INPUT ROWS
----

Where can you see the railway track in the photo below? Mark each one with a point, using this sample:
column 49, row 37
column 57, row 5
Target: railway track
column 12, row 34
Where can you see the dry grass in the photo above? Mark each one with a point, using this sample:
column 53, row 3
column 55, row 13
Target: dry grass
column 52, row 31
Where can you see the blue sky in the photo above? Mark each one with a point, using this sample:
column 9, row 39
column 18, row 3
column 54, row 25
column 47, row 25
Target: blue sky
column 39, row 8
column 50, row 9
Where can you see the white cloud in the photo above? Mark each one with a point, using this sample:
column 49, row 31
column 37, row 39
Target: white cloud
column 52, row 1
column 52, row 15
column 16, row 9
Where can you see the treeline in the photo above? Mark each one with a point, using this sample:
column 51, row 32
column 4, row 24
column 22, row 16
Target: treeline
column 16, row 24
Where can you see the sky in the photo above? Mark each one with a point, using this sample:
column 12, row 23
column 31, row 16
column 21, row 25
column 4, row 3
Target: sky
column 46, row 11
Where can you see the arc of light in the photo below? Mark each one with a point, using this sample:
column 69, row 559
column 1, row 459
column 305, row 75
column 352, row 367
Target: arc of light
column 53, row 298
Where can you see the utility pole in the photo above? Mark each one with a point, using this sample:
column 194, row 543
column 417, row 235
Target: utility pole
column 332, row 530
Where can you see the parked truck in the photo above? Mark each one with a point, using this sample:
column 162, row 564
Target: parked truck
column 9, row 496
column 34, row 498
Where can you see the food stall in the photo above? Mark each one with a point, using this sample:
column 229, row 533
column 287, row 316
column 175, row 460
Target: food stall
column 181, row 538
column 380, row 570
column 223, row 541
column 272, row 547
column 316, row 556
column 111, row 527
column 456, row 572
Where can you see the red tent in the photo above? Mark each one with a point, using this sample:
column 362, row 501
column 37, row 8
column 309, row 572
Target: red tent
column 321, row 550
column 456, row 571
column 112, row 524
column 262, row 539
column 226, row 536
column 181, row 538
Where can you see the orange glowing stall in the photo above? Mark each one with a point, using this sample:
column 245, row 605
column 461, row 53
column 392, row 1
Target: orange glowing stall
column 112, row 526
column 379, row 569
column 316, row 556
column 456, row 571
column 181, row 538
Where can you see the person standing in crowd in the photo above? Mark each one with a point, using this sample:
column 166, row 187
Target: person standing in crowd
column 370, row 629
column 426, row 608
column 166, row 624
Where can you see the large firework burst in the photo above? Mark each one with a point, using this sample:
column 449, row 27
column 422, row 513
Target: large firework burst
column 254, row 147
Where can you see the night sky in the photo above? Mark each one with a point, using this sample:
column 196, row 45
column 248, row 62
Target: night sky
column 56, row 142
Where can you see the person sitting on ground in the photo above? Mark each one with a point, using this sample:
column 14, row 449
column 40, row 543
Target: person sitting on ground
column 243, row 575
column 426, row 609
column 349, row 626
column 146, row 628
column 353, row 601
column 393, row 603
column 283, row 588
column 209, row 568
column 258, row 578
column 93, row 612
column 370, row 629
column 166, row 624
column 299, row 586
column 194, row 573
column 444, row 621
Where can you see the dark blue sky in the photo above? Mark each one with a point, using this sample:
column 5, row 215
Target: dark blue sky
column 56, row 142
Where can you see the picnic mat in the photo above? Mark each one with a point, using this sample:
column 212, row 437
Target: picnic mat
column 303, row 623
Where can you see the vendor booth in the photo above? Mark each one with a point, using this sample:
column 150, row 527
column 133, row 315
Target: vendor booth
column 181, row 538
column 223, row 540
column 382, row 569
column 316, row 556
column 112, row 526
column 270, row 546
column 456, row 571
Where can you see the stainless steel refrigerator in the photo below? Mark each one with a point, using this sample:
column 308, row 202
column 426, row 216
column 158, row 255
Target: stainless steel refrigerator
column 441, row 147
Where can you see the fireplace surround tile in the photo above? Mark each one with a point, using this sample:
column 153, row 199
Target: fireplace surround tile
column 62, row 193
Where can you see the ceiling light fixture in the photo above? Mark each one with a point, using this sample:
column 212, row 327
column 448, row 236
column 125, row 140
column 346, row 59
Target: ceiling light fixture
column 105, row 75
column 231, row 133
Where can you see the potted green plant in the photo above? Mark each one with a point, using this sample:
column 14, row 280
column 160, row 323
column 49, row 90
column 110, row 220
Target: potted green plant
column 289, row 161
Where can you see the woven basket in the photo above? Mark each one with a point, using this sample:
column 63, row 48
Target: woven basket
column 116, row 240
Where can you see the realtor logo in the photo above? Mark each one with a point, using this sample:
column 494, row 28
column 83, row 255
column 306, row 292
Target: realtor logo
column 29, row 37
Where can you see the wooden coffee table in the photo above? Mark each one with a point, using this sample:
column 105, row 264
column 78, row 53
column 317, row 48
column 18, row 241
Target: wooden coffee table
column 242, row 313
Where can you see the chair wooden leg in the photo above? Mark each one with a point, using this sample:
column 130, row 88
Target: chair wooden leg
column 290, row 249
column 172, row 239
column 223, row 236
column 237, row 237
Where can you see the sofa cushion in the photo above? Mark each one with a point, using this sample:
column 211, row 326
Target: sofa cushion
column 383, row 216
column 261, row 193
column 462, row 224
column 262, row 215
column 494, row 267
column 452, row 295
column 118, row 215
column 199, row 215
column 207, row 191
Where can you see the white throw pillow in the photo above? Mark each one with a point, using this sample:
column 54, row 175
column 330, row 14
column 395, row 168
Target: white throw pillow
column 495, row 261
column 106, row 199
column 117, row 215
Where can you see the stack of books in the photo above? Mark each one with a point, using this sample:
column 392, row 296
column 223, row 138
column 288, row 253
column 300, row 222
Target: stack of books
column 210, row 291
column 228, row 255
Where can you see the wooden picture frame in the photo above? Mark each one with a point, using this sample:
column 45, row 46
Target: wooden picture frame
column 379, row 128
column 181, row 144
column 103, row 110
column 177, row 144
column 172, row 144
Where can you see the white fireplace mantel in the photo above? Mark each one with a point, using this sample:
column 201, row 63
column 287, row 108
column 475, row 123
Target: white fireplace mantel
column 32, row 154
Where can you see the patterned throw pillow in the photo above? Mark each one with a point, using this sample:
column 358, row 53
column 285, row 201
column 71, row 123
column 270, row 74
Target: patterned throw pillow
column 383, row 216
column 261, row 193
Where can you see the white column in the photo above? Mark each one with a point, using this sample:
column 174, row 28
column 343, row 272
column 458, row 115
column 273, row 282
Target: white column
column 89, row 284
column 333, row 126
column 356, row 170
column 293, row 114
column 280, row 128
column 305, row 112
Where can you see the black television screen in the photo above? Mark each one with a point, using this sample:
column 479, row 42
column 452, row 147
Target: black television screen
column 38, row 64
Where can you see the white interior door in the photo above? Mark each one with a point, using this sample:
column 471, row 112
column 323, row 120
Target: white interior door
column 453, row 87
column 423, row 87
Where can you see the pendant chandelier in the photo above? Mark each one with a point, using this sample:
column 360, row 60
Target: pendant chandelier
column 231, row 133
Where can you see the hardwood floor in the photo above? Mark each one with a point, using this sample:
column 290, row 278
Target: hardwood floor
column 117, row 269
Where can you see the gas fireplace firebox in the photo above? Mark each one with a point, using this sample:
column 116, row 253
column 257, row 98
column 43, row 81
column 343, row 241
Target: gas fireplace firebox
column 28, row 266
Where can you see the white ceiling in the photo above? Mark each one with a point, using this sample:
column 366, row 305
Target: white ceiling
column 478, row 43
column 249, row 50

----

EXERCISE DETAILS
The listing above should be transcribed in full, exactly as written.

THE RESPONSE
Where can you see the railway track in the photo below? Mark each one with a point, using this sample:
column 49, row 37
column 57, row 5
Target: railway track
column 12, row 34
Where can you see the dry grass in the photo above? Mark each one with a point, using this sample:
column 53, row 3
column 55, row 13
Target: dry grass
column 52, row 31
Where can you see the blue sky in the photo above? Mark each one with a point, using this sample:
column 9, row 39
column 18, row 3
column 54, row 25
column 47, row 25
Target: blue sky
column 39, row 8
column 50, row 9
Where can you see the white cloud in the photo above? Mark each one with a point, using this sample:
column 49, row 31
column 37, row 39
Target: white cloud
column 52, row 1
column 52, row 15
column 16, row 9
Where can you see the treeline in the photo above? Mark each one with a point, using this sample:
column 51, row 32
column 4, row 24
column 22, row 16
Target: treeline
column 16, row 24
Where can you see the sky in the photo above? Mark each one with a point, using this sample:
column 12, row 23
column 31, row 16
column 21, row 25
column 4, row 3
Target: sky
column 46, row 11
Where can you see the arc of light in the photo below? Mark each one with a point, using this sample:
column 69, row 559
column 1, row 459
column 305, row 75
column 352, row 367
Target: arc of light
column 53, row 298
Where can you see the utility pole in the photo above? Mark each one with a point, using this sample:
column 194, row 543
column 417, row 235
Target: utility pole
column 332, row 530
Where can you see the parked truck in the photo above? Mark each one with a point, using this sample:
column 162, row 564
Target: parked truck
column 9, row 496
column 34, row 498
Where can you see the food stall in the photo above? Mark each one with a point, using this sample:
column 229, row 533
column 287, row 316
column 175, row 460
Target: food stall
column 181, row 538
column 380, row 570
column 223, row 541
column 272, row 547
column 316, row 556
column 111, row 527
column 456, row 572
Where can you see the red tent in the photo above? Mark each one with a point, using this sample:
column 362, row 501
column 37, row 8
column 309, row 572
Target: red tent
column 321, row 550
column 456, row 571
column 112, row 524
column 262, row 539
column 226, row 536
column 181, row 538
Where can you see the orange glowing stall in the photo above? Mark each one with a point, using this sample:
column 245, row 605
column 461, row 53
column 392, row 1
Target: orange glowing stall
column 112, row 526
column 379, row 569
column 316, row 556
column 456, row 571
column 181, row 538
Where can you see the person standing in crowd in the photo above? Mark each one with a point, using this sample:
column 166, row 187
Target: person standing in crowd
column 370, row 629
column 426, row 608
column 166, row 624
Where can you see the large firework burst in the photo above? Mark each one with a point, using this sample:
column 449, row 27
column 422, row 513
Target: large firework burst
column 254, row 147
Where can you see the night sky in the photo above? Mark each one with a point, using this sample:
column 196, row 45
column 248, row 62
Target: night sky
column 56, row 142
Where can you see the person sitting on ground in the photo above? Mark each one with a point, using this sample:
column 14, row 449
column 40, row 543
Target: person sitting on ground
column 243, row 575
column 426, row 609
column 349, row 626
column 146, row 628
column 353, row 601
column 393, row 603
column 283, row 588
column 209, row 568
column 258, row 578
column 93, row 612
column 370, row 629
column 166, row 624
column 299, row 586
column 194, row 573
column 444, row 621
Where can you see the dark blue sky in the photo above? Mark each one with a point, using this sample:
column 5, row 215
Target: dark blue sky
column 56, row 142
Where can you see the picnic mat in the photo above? Mark each one with a point, using this sample:
column 212, row 437
Target: picnic mat
column 303, row 623
Where can you see the vendor booth in the photo above? Mark each one with a point, using this sample:
column 150, row 527
column 133, row 315
Target: vendor booth
column 181, row 538
column 223, row 540
column 382, row 569
column 316, row 556
column 112, row 526
column 270, row 546
column 456, row 571
Where can you see the stainless steel refrigerator in the photo below? Mark each one with a point, using this sample:
column 308, row 202
column 426, row 216
column 158, row 255
Target: stainless steel refrigerator
column 441, row 147
Where can you see the fireplace surround tile in the photo above? Mark each one with a point, using this sample:
column 153, row 199
Target: fireplace surround tile
column 62, row 193
Where can you see the ceiling light fixture in the photo above? Mark each one with a point, using this sample:
column 212, row 327
column 448, row 236
column 125, row 140
column 346, row 59
Target: ceiling light fixture
column 105, row 75
column 231, row 133
Where can you see the potted green plant in the photo above? Mark each one with a point, using this sample:
column 14, row 280
column 160, row 323
column 49, row 90
column 110, row 220
Target: potted green plant
column 289, row 161
Where can you see the woven basket in the photo above? Mark each one with a point, using this sample:
column 63, row 48
Target: woven basket
column 116, row 240
Where can you see the realtor logo in the photo above? Mark each one with a point, using this sample:
column 494, row 28
column 83, row 255
column 306, row 292
Target: realtor logo
column 29, row 37
Where can you see the wooden coffee table in the photo above? Mark each one with a point, using this sample:
column 105, row 264
column 78, row 53
column 317, row 48
column 18, row 241
Target: wooden coffee table
column 242, row 313
Where can you see the chair wooden leg in the photo above? Mark each one with a point, using this sample:
column 130, row 88
Target: chair wooden leg
column 290, row 249
column 172, row 239
column 223, row 236
column 237, row 237
Where can you see the sofa cushion in the photo above? Mark each one with a point, using this sample:
column 211, row 326
Target: sofa cushion
column 383, row 216
column 261, row 193
column 462, row 224
column 262, row 215
column 494, row 267
column 452, row 295
column 118, row 215
column 199, row 215
column 207, row 191
Where can you see the white throw pillow in the photo above? Mark each one with a point, using this sample:
column 54, row 175
column 330, row 14
column 395, row 168
Target: white throw pillow
column 495, row 261
column 106, row 199
column 117, row 215
Where can you see the stack of books in the photo above? Mark each one with a point, using this sample:
column 392, row 296
column 223, row 138
column 288, row 253
column 300, row 222
Target: stack of books
column 210, row 291
column 228, row 255
Where can you see the wooden picture frame in the photo above? Mark each one with a point, using this sample:
column 45, row 46
Target: wooden picture frame
column 379, row 128
column 181, row 144
column 103, row 110
column 177, row 144
column 172, row 144
Where can you see the white fireplace mantel in the photo above? Mark each one with a point, using this sample:
column 201, row 63
column 287, row 108
column 475, row 123
Target: white fireplace mantel
column 32, row 154
Where can you see the patterned throw pillow in the photo above? Mark each one with a point, using this sample:
column 358, row 53
column 285, row 201
column 71, row 123
column 270, row 74
Target: patterned throw pillow
column 383, row 216
column 261, row 193
Where can you see the white column in the photo above? Mark each one with a point, using this sample:
column 174, row 28
column 343, row 272
column 458, row 115
column 273, row 282
Target: white column
column 89, row 284
column 333, row 126
column 356, row 170
column 293, row 114
column 280, row 128
column 305, row 112
Where can you see the black television screen in the photo above? Mark each one with a point, using this sample:
column 479, row 42
column 452, row 147
Target: black television screen
column 38, row 64
Where can you see the white interior door in the photo above? Mark each one with a point, using this sample:
column 471, row 112
column 323, row 120
Target: white interior door
column 453, row 87
column 423, row 87
Where can you see the pendant chandelier in the photo above? Mark each one with a point, using this sample:
column 360, row 60
Target: pendant chandelier
column 231, row 133
Where can you see the hardwood floor in the photo above? Mark each one with a point, using this sample:
column 290, row 278
Target: hardwood floor
column 117, row 269
Where can you see the gas fireplace firebox in the photo above? Mark each one with a point, using this sample:
column 116, row 253
column 257, row 98
column 43, row 81
column 343, row 241
Target: gas fireplace firebox
column 28, row 266
Where can you see the white ceiling in the photo above? Mark each one with a point, using this sample:
column 366, row 305
Target: white ceiling
column 478, row 43
column 249, row 50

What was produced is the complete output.